Description of the task — Repeat each line, word for word, from the one containing "Reviewer check: make sure each instance of the brass" through the last line of the entries, and include no other output.

### Records shown

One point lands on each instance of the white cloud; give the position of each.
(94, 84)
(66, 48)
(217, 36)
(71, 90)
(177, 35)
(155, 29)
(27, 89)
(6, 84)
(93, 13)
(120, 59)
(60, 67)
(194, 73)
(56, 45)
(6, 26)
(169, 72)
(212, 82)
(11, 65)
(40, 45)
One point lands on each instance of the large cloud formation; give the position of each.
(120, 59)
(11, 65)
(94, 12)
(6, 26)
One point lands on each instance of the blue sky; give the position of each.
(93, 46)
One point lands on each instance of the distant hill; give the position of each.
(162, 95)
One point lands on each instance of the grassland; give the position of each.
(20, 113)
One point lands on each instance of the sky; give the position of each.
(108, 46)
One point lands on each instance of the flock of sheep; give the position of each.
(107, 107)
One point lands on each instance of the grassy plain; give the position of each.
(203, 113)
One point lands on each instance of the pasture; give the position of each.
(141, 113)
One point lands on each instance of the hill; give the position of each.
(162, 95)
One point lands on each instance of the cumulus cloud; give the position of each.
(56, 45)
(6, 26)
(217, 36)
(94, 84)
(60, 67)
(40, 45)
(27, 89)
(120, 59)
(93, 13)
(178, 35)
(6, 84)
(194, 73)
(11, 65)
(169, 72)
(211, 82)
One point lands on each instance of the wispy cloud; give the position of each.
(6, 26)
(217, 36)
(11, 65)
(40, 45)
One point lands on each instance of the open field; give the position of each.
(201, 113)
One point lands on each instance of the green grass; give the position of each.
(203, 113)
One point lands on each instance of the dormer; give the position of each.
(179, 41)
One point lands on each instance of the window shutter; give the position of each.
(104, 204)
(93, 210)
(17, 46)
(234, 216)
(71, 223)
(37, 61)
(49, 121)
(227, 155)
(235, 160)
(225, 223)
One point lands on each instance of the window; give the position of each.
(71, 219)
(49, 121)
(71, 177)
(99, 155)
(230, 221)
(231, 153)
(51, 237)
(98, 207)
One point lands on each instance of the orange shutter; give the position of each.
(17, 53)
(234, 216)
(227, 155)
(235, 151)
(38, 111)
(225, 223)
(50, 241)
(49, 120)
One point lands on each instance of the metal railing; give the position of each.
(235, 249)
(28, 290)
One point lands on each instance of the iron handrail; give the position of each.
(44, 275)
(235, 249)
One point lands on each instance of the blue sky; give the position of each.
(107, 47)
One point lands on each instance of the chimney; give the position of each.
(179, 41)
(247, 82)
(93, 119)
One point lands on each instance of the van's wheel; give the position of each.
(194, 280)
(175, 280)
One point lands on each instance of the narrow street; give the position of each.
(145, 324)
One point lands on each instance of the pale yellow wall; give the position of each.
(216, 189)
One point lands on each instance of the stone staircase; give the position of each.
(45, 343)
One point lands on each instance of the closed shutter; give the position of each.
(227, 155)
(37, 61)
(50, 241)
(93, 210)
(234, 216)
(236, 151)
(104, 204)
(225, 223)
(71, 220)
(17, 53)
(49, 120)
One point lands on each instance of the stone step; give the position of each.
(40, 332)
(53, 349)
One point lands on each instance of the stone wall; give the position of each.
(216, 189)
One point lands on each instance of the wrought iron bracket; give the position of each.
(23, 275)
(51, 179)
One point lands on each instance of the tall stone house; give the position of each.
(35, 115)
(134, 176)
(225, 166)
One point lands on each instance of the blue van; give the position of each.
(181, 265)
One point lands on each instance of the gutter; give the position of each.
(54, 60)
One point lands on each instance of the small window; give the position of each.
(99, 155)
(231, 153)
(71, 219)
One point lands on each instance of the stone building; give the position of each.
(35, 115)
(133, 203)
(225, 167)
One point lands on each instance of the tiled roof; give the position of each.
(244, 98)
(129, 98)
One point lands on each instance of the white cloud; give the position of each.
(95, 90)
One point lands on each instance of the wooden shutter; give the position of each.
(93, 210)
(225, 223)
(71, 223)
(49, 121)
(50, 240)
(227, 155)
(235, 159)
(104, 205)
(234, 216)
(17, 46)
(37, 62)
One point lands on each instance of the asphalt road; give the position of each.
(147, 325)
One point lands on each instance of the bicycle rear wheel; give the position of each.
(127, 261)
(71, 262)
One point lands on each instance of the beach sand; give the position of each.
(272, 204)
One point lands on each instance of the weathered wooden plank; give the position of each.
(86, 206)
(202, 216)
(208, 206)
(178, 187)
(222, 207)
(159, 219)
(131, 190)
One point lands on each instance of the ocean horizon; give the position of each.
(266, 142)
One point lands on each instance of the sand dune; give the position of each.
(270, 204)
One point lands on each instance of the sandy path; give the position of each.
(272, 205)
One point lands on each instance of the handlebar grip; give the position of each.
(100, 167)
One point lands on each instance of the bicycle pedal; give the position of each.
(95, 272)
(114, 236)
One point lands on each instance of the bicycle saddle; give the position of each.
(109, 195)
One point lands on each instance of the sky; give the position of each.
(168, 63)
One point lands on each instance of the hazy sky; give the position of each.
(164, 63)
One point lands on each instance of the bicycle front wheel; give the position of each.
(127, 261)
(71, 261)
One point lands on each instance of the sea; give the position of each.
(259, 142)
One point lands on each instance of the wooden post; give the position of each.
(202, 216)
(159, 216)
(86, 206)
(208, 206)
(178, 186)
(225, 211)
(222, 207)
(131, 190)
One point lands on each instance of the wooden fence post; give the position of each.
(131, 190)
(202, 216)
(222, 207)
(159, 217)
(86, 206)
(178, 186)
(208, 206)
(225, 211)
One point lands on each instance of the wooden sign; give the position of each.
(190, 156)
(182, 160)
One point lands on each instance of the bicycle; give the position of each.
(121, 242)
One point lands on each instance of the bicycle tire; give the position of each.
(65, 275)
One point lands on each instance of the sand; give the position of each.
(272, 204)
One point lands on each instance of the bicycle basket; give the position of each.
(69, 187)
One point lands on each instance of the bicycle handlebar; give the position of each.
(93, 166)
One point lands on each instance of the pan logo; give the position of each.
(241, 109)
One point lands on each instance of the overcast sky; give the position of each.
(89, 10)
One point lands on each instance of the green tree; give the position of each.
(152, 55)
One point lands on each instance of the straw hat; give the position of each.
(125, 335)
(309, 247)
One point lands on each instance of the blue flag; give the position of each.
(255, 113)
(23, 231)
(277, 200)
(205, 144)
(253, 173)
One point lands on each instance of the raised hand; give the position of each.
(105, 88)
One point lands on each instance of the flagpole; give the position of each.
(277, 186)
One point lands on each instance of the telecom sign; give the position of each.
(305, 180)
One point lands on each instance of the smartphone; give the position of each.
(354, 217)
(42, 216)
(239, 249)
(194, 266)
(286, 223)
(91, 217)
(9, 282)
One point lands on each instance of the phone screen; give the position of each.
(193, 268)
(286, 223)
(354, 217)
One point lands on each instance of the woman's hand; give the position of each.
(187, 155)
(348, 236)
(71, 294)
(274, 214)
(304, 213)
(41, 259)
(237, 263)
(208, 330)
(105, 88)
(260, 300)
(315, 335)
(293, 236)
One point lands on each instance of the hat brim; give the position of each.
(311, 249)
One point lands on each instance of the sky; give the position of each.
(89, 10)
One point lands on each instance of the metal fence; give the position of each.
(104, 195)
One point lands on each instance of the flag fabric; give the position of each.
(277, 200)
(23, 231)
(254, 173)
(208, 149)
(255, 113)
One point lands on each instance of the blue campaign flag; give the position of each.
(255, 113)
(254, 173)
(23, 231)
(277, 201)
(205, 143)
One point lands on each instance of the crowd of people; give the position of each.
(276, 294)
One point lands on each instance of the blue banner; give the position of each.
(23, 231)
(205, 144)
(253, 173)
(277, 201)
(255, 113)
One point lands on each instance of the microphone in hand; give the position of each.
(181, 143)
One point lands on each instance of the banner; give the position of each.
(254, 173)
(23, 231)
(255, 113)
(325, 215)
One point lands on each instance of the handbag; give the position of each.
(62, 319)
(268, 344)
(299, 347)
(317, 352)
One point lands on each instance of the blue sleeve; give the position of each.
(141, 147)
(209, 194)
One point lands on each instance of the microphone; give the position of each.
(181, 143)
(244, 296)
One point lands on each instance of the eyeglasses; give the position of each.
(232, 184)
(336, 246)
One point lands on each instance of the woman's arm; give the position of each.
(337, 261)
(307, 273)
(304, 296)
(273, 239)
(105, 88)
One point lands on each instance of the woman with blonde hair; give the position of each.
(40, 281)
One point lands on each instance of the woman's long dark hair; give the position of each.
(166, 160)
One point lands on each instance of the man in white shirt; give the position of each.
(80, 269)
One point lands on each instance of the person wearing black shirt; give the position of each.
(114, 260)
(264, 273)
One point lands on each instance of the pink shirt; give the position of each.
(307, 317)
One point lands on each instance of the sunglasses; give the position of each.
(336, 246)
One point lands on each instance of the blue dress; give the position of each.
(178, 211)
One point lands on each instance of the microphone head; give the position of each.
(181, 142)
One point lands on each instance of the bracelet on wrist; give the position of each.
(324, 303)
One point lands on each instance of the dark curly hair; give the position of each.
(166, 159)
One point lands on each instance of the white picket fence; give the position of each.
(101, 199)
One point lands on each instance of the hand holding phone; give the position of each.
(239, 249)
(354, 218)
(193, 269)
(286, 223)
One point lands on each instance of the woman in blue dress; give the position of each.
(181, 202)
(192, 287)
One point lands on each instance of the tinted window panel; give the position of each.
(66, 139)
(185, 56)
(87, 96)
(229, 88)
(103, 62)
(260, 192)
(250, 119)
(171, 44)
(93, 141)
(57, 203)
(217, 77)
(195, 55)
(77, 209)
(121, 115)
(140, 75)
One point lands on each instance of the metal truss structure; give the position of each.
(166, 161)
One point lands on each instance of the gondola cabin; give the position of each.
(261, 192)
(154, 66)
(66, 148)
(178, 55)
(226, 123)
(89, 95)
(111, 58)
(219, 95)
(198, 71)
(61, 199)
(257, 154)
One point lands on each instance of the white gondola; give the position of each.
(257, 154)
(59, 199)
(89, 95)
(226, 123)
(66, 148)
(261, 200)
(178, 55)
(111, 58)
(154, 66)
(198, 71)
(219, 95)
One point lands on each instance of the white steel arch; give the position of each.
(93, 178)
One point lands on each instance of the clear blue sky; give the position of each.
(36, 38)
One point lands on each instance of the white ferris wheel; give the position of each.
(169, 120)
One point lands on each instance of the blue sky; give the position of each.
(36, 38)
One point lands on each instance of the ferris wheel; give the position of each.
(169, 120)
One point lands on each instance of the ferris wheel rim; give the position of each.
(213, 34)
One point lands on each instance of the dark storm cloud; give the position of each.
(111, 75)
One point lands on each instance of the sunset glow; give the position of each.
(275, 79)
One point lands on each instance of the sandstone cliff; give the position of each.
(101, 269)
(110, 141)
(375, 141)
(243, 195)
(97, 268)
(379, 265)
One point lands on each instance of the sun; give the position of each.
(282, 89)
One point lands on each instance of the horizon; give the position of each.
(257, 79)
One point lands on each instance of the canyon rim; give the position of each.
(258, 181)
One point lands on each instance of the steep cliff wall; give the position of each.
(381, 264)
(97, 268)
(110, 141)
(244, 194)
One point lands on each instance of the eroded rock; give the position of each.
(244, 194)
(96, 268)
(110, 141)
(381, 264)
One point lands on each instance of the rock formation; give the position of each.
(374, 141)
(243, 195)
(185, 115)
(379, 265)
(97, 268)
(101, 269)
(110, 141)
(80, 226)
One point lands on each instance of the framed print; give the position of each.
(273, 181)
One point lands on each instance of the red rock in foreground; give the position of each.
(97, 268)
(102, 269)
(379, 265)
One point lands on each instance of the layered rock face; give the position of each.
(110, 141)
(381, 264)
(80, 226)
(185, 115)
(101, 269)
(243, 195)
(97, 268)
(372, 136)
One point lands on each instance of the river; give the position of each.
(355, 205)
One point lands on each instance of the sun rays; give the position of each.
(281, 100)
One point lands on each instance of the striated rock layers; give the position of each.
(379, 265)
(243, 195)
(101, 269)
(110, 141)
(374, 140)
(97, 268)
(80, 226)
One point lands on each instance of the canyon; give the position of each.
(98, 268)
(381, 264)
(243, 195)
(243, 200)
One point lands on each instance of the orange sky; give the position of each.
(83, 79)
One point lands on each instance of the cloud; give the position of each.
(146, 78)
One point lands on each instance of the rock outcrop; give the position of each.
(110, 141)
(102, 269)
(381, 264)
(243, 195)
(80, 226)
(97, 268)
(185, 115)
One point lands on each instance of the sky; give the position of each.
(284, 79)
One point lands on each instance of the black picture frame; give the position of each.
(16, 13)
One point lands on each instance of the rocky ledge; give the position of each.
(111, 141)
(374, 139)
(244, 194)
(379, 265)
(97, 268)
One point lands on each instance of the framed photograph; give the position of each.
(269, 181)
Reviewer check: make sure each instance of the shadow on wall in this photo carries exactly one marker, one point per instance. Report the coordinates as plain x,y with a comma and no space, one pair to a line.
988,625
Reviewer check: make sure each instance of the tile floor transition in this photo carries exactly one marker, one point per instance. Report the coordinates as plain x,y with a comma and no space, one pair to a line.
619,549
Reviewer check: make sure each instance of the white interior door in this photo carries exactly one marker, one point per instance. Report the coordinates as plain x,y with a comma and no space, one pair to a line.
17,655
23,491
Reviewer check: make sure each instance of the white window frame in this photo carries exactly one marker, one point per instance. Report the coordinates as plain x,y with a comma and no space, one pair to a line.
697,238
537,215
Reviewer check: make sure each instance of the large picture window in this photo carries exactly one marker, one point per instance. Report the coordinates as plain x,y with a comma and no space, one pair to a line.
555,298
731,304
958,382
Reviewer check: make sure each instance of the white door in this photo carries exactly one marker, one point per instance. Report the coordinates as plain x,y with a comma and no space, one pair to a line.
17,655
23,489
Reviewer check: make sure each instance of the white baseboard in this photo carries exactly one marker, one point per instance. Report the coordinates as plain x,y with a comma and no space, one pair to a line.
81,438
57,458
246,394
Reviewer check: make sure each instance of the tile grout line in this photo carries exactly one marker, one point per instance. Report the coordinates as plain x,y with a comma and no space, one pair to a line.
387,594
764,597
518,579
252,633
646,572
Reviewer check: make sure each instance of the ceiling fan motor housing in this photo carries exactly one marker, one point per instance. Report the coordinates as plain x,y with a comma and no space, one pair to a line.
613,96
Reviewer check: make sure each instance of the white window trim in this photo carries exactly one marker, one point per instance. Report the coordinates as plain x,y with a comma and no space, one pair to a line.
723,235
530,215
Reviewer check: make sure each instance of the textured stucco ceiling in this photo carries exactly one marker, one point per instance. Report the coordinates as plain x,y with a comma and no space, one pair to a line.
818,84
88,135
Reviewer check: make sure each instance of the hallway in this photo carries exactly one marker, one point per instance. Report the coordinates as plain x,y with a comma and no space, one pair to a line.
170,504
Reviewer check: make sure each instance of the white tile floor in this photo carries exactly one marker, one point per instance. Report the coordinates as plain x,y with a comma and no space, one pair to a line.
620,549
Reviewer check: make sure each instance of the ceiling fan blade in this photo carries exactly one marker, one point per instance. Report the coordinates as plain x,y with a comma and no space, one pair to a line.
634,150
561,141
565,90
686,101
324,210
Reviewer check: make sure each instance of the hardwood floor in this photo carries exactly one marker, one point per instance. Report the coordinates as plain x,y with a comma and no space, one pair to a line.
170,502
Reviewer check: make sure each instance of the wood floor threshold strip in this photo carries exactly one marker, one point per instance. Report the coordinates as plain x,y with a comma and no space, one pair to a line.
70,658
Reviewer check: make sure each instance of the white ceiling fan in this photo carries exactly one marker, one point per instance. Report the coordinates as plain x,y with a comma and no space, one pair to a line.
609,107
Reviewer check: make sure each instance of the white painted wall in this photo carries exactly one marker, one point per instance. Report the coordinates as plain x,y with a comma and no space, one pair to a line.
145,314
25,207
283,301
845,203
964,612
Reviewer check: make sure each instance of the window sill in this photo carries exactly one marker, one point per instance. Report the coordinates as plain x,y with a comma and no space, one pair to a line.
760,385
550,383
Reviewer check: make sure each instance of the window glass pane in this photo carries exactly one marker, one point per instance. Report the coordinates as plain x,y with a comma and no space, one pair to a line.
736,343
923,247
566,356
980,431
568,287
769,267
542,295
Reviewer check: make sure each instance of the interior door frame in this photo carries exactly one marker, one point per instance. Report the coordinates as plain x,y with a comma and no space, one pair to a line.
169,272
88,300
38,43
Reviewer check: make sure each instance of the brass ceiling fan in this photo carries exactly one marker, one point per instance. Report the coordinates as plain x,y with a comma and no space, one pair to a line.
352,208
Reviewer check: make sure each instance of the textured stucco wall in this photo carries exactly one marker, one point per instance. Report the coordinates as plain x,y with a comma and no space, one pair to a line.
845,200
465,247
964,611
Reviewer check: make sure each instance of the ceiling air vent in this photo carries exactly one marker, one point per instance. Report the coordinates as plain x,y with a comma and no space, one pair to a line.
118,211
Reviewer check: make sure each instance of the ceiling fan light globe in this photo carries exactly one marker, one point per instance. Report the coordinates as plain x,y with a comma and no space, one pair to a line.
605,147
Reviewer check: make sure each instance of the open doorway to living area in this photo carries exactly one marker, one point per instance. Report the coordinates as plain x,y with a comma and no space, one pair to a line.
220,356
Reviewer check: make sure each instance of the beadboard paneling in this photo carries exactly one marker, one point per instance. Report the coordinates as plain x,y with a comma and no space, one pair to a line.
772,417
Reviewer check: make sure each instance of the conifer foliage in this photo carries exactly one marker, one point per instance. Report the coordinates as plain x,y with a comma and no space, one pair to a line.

######

Solution to this task —
Reviewer check: make sure each instance of the brass ceiling fan in this photo carries exactly one marker, one point per instance. Report the coordinates as plain x,y with a comma and no space, one pair to a line.
352,208
Reviewer check: make sure each instance of the textured stucco wall in this photo carries exactly one marker, one point per instance. Report the coordinates as plain x,y with a comma and no space, one pair to a line.
845,200
465,247
964,611
Reviewer check: make sure each instance of the ceiling air vent in this photo carries exactly one marker, one point per instance. Report the coordinates as plain x,y with a comma and no space, one pair to a line.
118,211
Reviewer check: make sure each instance of the ceiling fan light globe in this photo carries exactly one marker, one point per instance. Report the coordinates as plain x,y with a comma and no space, one pair to a line.
605,147
Reviewer check: make sure each instance of the open doorway to living area in this photo carries exactly one marker, one point per instance. Report the coordinates as plain x,y with a comma and no space, one pair to a line.
220,356
Reviewer check: make sure each instance of the beadboard paneling in this photo carries exactly one marker, one point per instance. Report the coordinates as plain x,y with a comma and no space, one pair to a line.
772,417
Reviewer check: make sure each instance of the conifer foliage in this photo carries exactly one marker, one point per instance. Report the coordinates as plain x,y with a comma and no space, one pair to a line.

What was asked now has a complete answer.